> WHAT IS NEEDED: Reproduce the material below from the line containing "Spot the golden finial." through the line containing "xmin=0 ymin=141 xmax=550 ymax=513", both lines included and the requests kept, and shift every coordinate in the answers by adding -58 to it.

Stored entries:
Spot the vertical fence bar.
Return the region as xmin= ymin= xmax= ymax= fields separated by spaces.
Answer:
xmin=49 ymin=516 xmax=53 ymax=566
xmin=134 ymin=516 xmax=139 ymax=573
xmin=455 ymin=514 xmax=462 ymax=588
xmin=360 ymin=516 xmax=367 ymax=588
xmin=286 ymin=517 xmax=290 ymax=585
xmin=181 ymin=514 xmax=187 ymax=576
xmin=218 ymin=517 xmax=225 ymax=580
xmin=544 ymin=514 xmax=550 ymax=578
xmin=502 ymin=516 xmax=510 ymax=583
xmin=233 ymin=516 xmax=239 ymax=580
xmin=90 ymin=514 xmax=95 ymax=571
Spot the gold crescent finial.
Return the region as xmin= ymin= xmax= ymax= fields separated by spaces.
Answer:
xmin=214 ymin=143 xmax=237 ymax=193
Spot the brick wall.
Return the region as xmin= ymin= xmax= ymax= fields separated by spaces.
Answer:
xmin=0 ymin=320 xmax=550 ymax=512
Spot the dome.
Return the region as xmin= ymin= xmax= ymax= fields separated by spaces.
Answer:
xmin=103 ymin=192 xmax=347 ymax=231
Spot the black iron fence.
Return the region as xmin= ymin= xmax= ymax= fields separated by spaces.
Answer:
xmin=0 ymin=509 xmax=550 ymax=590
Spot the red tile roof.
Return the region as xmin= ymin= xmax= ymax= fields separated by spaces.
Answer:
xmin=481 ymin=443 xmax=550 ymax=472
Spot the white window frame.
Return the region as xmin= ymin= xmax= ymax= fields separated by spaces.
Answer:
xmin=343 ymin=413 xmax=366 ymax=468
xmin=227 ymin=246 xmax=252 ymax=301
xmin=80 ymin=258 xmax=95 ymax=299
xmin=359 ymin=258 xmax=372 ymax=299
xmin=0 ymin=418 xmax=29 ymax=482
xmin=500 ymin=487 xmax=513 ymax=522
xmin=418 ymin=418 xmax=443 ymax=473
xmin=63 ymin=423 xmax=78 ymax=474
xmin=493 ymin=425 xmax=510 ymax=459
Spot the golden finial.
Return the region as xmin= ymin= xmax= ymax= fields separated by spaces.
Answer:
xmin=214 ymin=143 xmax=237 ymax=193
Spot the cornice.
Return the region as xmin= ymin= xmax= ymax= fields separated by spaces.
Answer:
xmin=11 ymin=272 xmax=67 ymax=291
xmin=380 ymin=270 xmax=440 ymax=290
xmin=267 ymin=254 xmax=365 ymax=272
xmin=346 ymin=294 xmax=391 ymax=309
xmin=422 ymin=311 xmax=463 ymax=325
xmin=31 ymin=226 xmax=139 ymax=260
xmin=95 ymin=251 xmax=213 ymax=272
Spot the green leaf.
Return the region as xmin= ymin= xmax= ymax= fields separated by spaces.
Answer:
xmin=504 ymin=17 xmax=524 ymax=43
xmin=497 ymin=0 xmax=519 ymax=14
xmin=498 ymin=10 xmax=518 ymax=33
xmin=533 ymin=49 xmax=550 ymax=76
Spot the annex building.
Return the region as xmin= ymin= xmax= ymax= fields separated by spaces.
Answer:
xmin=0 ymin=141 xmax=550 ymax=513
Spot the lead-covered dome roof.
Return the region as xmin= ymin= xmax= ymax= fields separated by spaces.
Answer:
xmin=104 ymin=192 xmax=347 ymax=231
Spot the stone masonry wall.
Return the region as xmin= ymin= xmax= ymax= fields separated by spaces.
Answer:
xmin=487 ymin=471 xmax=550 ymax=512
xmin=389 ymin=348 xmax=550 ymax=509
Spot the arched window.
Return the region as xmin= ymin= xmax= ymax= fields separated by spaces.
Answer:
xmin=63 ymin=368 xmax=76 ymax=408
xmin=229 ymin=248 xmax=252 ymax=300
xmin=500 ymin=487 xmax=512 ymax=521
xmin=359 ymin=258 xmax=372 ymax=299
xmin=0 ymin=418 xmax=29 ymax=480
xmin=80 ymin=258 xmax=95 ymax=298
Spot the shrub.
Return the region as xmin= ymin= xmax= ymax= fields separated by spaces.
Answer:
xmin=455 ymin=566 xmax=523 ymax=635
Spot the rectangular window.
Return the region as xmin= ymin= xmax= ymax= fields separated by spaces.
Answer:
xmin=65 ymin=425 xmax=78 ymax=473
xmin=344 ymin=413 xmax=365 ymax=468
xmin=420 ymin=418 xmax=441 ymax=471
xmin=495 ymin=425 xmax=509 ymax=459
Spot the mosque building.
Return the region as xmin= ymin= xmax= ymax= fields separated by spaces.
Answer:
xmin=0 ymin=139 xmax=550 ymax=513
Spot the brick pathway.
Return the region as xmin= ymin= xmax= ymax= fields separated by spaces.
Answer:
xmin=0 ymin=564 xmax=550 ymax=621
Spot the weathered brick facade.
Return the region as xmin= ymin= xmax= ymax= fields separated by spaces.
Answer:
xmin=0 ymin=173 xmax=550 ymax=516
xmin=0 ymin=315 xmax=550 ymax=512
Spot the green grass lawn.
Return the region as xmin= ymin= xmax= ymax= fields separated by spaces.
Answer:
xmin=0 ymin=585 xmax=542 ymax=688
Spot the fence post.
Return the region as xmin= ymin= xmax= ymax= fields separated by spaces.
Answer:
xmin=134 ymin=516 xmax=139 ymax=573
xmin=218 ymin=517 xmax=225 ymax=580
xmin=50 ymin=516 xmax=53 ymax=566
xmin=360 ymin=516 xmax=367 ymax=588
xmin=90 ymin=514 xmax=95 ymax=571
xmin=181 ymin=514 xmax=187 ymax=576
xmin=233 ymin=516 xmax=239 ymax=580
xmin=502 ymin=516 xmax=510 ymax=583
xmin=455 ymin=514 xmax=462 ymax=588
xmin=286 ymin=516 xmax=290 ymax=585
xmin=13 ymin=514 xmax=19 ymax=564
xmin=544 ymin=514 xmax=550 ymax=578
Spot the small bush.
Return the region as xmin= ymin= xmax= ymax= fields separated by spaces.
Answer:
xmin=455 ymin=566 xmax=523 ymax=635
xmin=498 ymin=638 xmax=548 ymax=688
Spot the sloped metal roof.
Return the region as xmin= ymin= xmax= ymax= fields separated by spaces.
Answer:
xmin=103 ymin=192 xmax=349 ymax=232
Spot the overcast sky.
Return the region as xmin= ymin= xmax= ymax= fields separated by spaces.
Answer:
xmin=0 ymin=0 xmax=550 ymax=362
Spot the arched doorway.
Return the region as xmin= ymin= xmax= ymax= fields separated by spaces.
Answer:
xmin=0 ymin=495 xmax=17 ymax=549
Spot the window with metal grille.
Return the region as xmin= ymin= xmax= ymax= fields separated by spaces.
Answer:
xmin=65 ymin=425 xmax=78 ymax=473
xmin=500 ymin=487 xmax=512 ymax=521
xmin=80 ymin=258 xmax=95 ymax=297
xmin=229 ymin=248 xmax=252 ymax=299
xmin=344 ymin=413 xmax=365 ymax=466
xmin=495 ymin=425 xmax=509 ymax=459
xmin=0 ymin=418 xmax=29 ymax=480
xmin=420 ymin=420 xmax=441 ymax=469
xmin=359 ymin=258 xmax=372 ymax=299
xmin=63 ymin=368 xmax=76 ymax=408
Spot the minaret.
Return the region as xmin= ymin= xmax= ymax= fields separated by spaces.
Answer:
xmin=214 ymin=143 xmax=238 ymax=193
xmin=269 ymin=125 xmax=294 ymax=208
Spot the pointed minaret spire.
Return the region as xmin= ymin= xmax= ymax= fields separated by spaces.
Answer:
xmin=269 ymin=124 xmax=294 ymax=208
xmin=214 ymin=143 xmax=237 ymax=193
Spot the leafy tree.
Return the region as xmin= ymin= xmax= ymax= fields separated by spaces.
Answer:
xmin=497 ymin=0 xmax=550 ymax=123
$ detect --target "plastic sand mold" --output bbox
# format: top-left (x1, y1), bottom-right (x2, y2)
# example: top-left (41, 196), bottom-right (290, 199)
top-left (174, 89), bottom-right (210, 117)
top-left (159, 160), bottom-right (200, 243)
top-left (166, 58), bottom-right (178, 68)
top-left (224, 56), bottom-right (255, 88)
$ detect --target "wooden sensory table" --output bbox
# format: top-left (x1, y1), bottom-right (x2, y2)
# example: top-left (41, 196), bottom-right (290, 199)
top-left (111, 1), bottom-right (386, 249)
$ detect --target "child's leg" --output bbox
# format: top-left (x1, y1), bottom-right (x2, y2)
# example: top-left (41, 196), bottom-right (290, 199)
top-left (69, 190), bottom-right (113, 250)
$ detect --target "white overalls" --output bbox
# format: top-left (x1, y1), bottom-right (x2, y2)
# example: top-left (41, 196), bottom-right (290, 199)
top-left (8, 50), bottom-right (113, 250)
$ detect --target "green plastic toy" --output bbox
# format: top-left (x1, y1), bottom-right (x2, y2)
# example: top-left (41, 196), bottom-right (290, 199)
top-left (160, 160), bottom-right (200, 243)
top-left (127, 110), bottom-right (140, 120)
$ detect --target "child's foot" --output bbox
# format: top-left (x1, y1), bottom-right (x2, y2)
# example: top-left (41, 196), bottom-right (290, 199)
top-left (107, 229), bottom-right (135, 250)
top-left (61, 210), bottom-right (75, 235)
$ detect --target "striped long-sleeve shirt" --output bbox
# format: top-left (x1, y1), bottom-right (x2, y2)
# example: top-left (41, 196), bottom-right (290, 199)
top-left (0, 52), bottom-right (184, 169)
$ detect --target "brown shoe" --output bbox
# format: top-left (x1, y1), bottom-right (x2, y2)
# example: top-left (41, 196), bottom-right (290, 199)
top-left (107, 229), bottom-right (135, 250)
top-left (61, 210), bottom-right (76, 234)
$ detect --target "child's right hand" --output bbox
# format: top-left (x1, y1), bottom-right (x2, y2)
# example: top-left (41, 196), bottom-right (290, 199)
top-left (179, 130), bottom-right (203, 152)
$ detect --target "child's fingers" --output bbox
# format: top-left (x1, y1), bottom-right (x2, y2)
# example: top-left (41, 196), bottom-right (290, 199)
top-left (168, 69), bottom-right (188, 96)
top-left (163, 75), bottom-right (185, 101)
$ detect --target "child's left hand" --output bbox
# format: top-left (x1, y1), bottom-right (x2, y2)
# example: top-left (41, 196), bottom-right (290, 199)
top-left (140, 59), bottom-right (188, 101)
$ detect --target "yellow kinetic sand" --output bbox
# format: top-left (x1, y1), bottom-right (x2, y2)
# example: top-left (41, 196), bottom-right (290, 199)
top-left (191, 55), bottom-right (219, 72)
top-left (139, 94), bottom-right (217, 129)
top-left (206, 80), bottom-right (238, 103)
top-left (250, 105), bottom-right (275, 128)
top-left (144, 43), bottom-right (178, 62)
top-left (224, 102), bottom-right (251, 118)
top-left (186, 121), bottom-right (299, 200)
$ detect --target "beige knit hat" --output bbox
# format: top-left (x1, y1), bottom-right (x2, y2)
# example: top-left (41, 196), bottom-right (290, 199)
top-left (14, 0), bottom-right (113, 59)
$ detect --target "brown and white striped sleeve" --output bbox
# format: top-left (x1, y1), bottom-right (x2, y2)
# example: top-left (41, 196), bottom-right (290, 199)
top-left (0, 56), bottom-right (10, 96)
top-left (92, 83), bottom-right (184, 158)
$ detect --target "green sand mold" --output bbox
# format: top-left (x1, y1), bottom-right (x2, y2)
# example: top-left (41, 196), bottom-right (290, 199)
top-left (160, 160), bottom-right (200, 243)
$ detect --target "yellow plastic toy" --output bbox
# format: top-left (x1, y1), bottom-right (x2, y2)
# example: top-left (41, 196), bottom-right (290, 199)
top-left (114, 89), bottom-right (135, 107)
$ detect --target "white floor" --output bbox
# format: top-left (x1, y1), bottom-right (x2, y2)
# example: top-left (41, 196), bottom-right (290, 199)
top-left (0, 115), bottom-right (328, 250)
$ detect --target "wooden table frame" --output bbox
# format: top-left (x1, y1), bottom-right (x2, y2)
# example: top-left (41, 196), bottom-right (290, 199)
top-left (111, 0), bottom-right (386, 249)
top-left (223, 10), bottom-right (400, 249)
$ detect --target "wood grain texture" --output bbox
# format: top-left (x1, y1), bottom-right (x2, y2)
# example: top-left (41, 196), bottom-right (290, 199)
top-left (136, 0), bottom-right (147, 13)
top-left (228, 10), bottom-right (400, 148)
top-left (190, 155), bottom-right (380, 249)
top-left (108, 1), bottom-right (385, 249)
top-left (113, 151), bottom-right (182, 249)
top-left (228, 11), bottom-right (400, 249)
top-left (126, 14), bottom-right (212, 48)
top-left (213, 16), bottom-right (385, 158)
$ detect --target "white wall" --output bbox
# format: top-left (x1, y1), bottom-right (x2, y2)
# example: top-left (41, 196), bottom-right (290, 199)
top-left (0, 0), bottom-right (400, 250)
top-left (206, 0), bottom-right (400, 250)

> WORKED ANSWER:
Spot the golden finial.
Return the region as xmin= ymin= xmax= ymax= fields separated by spaces.
Answer:
xmin=156 ymin=85 xmax=179 ymax=135
Spot the cornice.
Return the region as xmin= ymin= xmax= ymax= fields separated by spaces.
Answer:
xmin=-47 ymin=214 xmax=9 ymax=233
xmin=322 ymin=212 xmax=382 ymax=232
xmin=209 ymin=196 xmax=307 ymax=214
xmin=288 ymin=236 xmax=333 ymax=251
xmin=364 ymin=253 xmax=405 ymax=267
xmin=-27 ymin=168 xmax=81 ymax=202
xmin=37 ymin=193 xmax=155 ymax=214
Spot the green leaf.
Return the region as xmin= ymin= xmax= ymax= fields separated by spaces.
Answer:
xmin=446 ymin=-41 xmax=466 ymax=-15
xmin=439 ymin=-58 xmax=461 ymax=-44
xmin=440 ymin=-48 xmax=460 ymax=-25
xmin=475 ymin=-9 xmax=492 ymax=18
Spot the annex building.
Return the region as xmin= ymin= xmax= ymax= fields separated by spaces.
Answer:
xmin=-58 ymin=83 xmax=492 ymax=455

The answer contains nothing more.